TASK TO CARRY OUT: Restate word for word the lines from the one containing "outline upper closed drawer" through the end of the listing below, with both ends included.

━━ EXTRACTED RECORDS ━━

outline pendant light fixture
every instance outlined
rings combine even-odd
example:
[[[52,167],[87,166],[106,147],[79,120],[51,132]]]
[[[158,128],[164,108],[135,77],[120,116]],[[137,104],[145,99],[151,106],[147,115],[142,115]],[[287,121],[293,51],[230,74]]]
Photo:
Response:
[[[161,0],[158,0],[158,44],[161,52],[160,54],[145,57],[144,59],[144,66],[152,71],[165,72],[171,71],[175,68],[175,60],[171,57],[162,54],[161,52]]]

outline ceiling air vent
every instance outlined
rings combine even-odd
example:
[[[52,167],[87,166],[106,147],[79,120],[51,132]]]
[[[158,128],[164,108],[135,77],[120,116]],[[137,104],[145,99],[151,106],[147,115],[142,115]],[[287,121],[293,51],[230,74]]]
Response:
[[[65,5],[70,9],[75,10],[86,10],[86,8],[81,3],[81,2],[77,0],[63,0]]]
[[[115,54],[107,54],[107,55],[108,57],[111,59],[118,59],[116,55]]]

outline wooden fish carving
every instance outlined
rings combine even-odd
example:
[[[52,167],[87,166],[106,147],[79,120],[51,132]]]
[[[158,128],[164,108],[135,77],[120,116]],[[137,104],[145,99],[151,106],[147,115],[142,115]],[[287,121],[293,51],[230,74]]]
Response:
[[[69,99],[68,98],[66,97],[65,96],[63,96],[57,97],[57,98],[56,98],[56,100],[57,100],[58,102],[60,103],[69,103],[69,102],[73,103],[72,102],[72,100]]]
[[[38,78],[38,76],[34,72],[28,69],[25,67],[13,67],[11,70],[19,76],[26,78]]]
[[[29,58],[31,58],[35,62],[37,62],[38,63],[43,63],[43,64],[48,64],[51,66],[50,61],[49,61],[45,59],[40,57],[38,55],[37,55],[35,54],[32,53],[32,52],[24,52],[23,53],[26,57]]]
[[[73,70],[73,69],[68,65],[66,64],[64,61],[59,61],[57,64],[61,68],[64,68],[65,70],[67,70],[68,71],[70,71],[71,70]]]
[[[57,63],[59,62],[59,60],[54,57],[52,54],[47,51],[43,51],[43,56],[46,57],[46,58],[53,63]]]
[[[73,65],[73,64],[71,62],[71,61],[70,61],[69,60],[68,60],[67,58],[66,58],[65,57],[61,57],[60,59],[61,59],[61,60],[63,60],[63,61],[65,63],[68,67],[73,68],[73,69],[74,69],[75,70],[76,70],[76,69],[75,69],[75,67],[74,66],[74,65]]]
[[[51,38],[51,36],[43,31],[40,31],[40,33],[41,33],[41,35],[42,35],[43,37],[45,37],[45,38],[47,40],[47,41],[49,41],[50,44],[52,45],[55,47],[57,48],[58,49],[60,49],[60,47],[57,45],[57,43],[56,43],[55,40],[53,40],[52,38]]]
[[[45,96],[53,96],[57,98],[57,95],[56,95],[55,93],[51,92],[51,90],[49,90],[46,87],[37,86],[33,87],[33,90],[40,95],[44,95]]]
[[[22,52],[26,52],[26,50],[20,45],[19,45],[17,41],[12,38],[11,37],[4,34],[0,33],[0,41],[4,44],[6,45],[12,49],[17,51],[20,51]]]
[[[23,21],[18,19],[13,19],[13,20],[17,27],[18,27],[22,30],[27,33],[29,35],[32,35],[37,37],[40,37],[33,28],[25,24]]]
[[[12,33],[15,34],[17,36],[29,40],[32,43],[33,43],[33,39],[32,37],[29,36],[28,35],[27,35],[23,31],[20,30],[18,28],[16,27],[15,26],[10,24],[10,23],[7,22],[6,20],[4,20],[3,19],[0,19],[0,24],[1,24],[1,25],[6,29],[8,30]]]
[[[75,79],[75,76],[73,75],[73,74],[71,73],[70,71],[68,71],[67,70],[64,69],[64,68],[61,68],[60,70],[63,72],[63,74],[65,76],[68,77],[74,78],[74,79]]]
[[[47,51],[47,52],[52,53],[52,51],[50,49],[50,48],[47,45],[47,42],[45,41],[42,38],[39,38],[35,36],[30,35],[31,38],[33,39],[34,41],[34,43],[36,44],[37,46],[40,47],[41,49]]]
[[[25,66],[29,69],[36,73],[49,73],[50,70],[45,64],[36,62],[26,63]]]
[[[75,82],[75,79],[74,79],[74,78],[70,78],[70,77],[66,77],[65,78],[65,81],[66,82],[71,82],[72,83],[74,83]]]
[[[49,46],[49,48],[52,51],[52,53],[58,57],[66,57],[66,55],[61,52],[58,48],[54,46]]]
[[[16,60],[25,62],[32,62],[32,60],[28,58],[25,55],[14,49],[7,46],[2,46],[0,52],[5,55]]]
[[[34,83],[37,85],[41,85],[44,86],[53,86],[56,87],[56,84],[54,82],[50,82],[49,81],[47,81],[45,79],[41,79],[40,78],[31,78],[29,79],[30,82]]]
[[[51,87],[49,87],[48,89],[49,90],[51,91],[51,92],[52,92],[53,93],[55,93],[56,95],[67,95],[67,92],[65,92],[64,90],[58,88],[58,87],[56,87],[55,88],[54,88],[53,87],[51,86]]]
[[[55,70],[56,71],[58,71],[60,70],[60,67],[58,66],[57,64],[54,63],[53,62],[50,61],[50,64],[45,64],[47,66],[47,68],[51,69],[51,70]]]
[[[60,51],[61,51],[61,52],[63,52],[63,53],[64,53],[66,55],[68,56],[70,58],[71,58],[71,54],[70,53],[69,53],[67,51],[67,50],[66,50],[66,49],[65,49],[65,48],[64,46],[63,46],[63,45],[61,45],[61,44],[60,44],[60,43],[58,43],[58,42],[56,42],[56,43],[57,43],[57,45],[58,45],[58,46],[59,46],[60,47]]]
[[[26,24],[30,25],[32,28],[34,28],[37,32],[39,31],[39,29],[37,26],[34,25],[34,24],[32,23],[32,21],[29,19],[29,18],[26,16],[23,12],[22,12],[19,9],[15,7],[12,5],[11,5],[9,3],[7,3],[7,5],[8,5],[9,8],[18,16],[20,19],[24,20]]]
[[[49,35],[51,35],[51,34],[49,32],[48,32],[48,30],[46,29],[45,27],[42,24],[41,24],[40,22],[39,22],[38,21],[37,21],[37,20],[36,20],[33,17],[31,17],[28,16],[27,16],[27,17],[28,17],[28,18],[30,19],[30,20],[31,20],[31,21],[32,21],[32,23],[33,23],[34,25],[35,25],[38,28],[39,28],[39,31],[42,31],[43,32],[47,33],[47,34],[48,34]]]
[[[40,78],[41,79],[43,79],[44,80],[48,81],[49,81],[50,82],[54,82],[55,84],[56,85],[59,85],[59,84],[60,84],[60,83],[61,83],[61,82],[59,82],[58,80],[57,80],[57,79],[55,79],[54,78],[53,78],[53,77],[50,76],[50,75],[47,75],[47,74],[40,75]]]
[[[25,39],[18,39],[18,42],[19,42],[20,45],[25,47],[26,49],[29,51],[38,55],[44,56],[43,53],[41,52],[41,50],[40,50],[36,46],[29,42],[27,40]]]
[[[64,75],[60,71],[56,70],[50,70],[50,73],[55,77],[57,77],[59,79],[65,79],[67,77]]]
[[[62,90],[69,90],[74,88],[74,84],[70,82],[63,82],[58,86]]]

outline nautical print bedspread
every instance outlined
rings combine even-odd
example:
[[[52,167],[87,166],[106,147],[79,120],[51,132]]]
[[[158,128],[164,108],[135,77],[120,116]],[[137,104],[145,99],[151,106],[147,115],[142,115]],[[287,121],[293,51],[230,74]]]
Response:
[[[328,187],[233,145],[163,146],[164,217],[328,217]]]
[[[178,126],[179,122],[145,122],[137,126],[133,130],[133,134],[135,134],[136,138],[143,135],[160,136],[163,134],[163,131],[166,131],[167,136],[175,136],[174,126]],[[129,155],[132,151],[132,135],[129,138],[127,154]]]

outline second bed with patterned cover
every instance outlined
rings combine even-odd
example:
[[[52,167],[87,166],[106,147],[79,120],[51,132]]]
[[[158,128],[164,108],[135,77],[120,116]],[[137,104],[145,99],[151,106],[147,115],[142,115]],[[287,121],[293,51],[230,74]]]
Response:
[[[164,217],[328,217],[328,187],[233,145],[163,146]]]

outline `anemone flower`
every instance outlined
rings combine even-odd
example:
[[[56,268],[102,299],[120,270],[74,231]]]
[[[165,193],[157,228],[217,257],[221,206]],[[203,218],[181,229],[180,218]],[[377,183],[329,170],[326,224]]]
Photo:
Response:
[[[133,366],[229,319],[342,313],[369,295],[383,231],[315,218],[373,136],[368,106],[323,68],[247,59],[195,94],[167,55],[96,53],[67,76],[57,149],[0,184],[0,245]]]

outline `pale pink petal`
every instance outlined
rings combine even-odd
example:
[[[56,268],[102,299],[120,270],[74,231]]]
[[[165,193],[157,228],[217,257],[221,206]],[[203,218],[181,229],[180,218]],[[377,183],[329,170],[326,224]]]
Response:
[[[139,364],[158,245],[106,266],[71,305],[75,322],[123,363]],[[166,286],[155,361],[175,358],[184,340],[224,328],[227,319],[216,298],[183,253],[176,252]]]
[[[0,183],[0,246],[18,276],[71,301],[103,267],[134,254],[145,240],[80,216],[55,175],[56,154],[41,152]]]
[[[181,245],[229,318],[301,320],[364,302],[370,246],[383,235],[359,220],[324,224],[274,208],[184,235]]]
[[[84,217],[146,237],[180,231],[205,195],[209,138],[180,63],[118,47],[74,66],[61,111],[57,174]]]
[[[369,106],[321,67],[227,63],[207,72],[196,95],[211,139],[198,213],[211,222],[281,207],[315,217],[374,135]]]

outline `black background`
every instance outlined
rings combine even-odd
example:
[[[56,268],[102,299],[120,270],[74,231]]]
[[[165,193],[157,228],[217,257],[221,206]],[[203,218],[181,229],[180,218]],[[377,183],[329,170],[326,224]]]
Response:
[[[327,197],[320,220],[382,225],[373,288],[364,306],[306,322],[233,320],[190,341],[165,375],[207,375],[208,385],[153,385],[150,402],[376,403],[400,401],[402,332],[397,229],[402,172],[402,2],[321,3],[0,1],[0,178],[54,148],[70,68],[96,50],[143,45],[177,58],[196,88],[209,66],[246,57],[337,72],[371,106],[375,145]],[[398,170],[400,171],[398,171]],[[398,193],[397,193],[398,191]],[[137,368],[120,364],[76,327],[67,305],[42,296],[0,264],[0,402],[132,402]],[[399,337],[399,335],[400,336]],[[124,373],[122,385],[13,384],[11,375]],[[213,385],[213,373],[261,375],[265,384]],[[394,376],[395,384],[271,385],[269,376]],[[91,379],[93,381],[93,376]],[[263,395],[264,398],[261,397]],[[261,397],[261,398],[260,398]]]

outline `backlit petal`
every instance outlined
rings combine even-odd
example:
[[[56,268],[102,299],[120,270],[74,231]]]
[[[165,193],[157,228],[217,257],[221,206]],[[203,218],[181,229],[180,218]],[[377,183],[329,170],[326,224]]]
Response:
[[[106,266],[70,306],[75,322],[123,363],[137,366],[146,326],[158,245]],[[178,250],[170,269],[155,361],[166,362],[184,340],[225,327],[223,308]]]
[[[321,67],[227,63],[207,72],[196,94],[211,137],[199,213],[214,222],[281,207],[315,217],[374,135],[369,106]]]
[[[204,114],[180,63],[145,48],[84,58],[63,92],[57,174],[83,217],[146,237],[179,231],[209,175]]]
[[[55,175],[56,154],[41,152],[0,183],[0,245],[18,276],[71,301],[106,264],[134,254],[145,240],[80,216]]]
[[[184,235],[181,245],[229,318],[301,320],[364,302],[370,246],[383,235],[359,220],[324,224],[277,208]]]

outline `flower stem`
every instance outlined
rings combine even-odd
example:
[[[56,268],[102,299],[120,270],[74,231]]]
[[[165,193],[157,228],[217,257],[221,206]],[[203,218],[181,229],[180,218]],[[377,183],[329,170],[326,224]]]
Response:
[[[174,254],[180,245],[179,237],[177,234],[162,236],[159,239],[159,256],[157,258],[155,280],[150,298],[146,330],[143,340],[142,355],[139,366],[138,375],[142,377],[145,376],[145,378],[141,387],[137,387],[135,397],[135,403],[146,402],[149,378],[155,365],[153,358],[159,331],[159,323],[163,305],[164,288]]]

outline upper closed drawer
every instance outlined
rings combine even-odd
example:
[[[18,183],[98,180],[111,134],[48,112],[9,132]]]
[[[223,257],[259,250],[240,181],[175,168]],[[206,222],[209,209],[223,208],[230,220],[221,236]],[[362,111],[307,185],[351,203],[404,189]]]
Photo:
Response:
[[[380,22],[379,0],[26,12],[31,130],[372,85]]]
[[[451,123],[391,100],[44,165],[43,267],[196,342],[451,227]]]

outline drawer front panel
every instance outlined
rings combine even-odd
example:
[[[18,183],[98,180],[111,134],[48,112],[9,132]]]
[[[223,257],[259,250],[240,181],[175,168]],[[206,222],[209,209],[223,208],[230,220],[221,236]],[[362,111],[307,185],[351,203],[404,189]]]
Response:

━━━

REPLY TO THE TASK:
outline upper closed drawer
every instance outlined
rings combine even-odd
example:
[[[18,183],[98,180],[111,134],[48,112],[9,132]]]
[[[223,257],[259,250],[240,181],[175,168]],[[206,222],[209,209],[223,208],[230,220],[221,236]],[[362,111],[307,185],[351,203],[404,189]]]
Photo:
Response:
[[[380,22],[379,0],[26,12],[31,130],[372,85]]]
[[[451,123],[391,100],[44,165],[43,267],[196,342],[451,227]]]

outline drawer front panel
every instance outlined
rings combine even-odd
example:
[[[18,183],[98,180],[111,134],[48,112],[9,132]]]
[[[223,257],[259,250],[240,181],[175,168]],[[206,222],[209,209],[223,208],[230,220],[221,236]],[[362,111],[307,185],[351,203],[404,189]]]
Response:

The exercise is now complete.